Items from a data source
----------------------------------------

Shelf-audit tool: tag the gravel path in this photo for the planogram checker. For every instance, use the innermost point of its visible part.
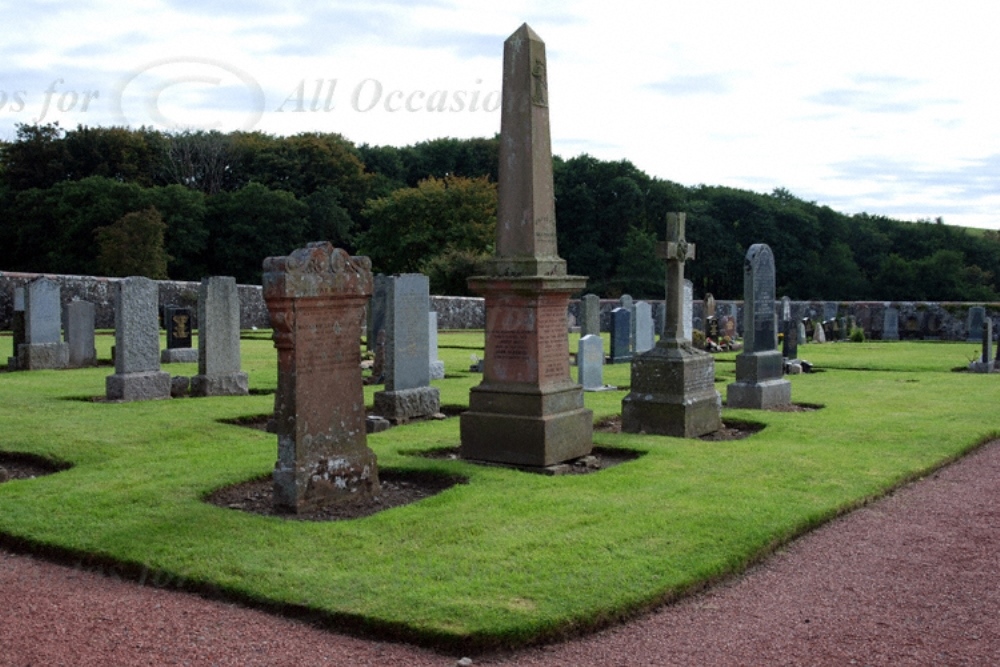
(911, 580)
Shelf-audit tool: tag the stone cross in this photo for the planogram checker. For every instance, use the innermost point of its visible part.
(676, 250)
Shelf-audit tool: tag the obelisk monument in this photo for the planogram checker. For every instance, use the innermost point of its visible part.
(673, 385)
(527, 411)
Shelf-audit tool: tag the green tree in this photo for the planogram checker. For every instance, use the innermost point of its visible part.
(133, 246)
(413, 225)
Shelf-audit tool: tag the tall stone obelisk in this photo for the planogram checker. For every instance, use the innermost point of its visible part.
(673, 385)
(527, 411)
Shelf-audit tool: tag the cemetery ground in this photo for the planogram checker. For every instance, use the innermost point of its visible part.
(506, 558)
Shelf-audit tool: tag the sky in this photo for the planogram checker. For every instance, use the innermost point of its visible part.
(881, 106)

----------------------------------------

WHAT YOU WILL DO ▸
Rewrite the items above, switching every "planogram checker" to "layout checker" and keeping everything else the same. Leave the pictures out.

EXERCISE RESPONSE ▸
Shelf-audit tool: tag the gravel path in this photo for the layout checker. For every instance, use the innermost point of its visible part.
(911, 580)
Shelf-audit tool: tag the stone cross in this photo for the layout checker. For every instance, use the innermost point of its visible part.
(676, 250)
Shelf-audit tool: tag the obelisk monument in this photo for the layout checker. For every instance, use the innermost point of its visible part.
(673, 385)
(527, 411)
Shelf-audit tool: tag the green tree in this photo for the layout checker. For every instance, use the innermost point of its visible part.
(133, 246)
(413, 225)
Shelf-audit tool: tag the tall stone obelisk in this photo for the layout checker. For every instance, use the innermost point of its visible part.
(673, 385)
(527, 411)
Shelf-audit tool: tag the cemetery ground in this photo for the layout checker. For every instance, use the innermost point of its visible part.
(506, 558)
Shelf-audit tool: tag the sky in this photo for the layout checker. For every instance, use the innermost point of its visible part.
(881, 106)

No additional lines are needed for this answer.